## Text segment
============================================================
DICK AHLSTROM Science Editor
AN INFLUENZA virus similar to swine flu has mutated and strains are now emerging globally that are resistant to the frontline drug treatment Tamiflu.
Similar resistance has also been seen in patients with swine flu where resistance to antiviral treatment can emerge in less than two weeks.
The antiviral drugs Tamiflu (oseltamivir) and Relenza (zanamivir) are a key part of the Government’s response should a swine flu pandemic emerge here. Now scientists in California have shown how the ordinary or “seasonal” form of the H1N1 flu can become resistant to antivirals.
The group, led by Nobel Prize winner Prof David Baltimore of the California Institute of Technology, showed how a number of mutations have helped the seasonal H1N1 to survive treatment with these drugs. They publish their findings this morning in the journal Science .
The key mutation, known as H274Y, is not new and has been known for a decade, Prof Baltimore said. Viral strains with it are able to survive treatment with Tamiflu, but having the mutation also meant they replicated poorly and were not easily transmitted, which meant they “were not of great clinical significance”.
But during the 2007-2008 flu season, forms of H1N1 carrying the the mutation began cropping up all over the world, showing powerful drug resistance but also the ability to spread across a population, the researchers said.
By the following season, virtually all seasonal H1N1 had become resistant to Tamiflu.
============================================================
## Task requirements
[1] In the article on flu drug resistance, write out the passage starting with "DICK AHLSTROM Science" and going on through "resistant to antivirals.", substituting "swine influenza" for "swine flu" wherever it occurs.
[2] Answer these questions from the article on flu drug resistance:
(a) Who led the group of scientists in California?
(b) In which journal do they publish their findings?
(c) What is the key mutation called?
The lines after the article have no part in this work.
============================================================
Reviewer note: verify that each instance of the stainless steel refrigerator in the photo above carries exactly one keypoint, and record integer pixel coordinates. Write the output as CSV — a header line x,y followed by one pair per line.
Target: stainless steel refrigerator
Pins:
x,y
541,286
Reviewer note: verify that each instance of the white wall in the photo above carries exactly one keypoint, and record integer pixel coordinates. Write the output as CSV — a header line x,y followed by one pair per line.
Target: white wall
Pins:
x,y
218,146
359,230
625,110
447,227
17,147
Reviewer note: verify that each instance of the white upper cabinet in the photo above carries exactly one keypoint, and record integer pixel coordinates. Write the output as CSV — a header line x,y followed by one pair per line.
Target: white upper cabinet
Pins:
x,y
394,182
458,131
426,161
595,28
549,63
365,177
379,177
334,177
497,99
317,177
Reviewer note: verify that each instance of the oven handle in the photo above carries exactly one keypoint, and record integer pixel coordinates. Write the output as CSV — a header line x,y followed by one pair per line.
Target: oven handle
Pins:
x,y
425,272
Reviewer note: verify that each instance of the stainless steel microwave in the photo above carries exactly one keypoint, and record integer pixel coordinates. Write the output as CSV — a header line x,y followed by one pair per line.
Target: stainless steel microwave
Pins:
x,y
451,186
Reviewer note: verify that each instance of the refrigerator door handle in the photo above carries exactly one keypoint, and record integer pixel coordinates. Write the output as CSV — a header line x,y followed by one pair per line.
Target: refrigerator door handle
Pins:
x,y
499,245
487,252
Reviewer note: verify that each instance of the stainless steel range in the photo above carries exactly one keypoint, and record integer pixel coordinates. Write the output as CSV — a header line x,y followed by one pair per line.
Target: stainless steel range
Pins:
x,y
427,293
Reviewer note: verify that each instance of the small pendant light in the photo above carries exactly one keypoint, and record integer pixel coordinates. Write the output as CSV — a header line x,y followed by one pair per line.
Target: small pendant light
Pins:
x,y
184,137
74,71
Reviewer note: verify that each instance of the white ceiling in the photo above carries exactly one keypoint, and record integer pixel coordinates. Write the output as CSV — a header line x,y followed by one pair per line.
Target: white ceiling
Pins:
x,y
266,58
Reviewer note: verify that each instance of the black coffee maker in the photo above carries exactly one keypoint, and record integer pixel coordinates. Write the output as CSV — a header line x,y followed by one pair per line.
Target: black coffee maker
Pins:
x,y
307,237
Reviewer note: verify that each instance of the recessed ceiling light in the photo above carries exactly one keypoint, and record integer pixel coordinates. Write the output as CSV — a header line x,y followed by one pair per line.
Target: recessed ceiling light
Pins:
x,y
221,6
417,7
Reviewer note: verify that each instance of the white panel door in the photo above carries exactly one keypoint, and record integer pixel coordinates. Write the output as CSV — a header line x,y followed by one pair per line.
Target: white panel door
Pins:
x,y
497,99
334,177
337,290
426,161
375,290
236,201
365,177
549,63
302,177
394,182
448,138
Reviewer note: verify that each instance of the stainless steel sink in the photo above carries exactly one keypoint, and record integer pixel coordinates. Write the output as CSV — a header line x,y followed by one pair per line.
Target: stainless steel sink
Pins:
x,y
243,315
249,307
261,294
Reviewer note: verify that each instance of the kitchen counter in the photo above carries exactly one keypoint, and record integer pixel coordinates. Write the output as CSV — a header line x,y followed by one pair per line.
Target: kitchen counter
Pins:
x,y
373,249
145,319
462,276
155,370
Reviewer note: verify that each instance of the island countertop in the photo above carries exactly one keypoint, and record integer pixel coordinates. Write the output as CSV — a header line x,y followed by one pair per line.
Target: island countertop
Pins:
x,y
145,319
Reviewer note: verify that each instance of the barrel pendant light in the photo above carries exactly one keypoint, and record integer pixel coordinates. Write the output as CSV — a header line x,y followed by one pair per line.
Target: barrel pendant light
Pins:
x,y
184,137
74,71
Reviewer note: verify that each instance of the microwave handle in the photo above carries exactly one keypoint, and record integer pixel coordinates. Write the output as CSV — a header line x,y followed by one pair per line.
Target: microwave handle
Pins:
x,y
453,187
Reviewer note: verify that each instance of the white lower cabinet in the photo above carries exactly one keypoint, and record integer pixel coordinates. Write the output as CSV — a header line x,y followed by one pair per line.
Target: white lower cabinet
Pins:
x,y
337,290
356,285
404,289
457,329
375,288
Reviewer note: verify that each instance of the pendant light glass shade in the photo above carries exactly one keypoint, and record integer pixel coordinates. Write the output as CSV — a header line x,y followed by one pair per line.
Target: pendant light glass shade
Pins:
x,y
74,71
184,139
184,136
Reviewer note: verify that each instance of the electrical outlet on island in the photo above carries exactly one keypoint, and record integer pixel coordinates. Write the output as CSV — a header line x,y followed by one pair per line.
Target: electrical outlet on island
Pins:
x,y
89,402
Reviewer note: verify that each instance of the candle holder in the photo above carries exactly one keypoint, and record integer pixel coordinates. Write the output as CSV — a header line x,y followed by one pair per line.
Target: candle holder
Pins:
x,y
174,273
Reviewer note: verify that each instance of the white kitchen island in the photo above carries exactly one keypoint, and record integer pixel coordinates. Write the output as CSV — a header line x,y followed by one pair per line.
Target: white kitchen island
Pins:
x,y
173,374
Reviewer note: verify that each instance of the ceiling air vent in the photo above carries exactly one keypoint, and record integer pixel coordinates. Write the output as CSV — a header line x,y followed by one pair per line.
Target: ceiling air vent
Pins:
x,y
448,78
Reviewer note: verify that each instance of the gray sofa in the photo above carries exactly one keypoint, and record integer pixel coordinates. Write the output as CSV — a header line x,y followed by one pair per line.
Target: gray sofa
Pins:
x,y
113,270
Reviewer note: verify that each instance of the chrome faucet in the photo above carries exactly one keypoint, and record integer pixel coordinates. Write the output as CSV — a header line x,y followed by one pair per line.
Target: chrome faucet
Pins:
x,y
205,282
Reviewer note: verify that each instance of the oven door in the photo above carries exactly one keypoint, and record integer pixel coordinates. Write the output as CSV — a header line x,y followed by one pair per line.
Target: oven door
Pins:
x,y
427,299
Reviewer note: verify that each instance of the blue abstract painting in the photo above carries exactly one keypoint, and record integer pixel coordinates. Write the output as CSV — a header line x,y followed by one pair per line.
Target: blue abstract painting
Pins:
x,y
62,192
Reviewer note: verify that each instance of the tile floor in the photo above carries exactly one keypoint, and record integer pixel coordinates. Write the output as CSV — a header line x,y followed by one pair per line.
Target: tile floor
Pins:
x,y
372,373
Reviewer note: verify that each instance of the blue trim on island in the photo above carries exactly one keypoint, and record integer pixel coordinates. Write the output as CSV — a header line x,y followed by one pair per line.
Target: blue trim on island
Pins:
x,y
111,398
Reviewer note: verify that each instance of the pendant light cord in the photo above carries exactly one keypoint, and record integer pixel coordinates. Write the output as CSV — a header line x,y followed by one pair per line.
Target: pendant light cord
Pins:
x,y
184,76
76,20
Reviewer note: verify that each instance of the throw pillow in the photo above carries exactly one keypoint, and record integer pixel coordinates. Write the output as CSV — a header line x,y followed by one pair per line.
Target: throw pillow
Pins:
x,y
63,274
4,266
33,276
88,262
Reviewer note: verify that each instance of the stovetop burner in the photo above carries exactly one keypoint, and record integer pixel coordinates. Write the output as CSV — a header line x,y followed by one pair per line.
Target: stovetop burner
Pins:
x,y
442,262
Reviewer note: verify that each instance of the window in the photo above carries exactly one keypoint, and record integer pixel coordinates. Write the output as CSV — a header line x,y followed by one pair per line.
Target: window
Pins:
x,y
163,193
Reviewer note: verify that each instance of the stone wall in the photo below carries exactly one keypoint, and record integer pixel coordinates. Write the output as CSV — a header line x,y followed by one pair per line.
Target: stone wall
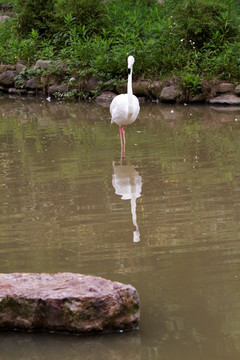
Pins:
x,y
53,80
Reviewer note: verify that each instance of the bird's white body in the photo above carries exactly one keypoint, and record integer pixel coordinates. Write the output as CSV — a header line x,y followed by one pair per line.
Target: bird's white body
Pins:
x,y
125,107
124,111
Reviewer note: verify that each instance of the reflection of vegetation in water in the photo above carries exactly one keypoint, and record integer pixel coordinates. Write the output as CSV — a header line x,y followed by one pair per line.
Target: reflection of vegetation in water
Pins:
x,y
190,141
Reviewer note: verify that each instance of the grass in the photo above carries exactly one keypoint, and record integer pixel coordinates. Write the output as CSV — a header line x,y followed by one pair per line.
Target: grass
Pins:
x,y
193,39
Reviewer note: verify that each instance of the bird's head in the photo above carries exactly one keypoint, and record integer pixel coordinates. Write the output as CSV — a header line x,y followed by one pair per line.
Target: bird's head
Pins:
x,y
130,63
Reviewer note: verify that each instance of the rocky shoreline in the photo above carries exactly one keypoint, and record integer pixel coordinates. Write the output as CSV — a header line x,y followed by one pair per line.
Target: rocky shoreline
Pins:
x,y
51,80
66,302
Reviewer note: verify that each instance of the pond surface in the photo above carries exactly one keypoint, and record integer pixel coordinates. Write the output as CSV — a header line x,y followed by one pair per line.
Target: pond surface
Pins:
x,y
165,218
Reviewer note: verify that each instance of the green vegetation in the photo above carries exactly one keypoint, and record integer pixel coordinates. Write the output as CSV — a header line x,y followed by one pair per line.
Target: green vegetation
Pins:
x,y
193,39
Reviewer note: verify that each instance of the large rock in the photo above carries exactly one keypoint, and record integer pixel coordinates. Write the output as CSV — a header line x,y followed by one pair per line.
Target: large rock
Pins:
x,y
170,93
7,77
66,302
32,83
225,87
3,18
237,90
61,89
42,64
228,99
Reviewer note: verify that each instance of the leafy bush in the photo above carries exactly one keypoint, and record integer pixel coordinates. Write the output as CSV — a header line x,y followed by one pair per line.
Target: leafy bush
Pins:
x,y
88,13
199,22
33,14
189,38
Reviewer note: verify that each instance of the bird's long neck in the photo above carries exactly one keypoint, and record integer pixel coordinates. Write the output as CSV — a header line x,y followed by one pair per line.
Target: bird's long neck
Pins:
x,y
130,92
130,82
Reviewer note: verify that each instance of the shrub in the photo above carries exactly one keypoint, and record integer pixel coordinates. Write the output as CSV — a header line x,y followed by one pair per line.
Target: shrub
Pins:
x,y
88,13
199,21
33,14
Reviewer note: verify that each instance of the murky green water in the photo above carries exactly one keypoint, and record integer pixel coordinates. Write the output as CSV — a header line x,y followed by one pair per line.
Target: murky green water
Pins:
x,y
166,218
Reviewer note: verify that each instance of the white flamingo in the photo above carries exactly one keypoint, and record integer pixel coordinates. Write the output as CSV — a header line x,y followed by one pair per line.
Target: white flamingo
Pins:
x,y
125,107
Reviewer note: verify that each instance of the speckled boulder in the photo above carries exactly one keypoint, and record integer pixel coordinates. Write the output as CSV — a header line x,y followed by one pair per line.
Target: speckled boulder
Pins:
x,y
66,302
============================================================
## Results of the exercise
[1]
DICK AHLSTROM Science Editor
AN INFLUENZA virus similar to swine influenza has mutated and strains are now emerging globally that are resistant to the frontline drug treatment Tamiflu.
Similar resistance has also been seen in patients with swine influenza where resistance to antiviral treatment can emerge in less than two weeks.
The antiviral drugs Tamiflu (oseltamivir) and Relenza (zanamivir) are a key part of the Government’s response should a swine influenza pandemic emerge here. Now scientists in California have shown how the ordinary or “seasonal” form of the H1N1 flu can become resistant to antivirals.

[2]
(a) Nobel Prize winner Prof David Baltimore of the California Institute of Technology
(b) Science
(c) H274Y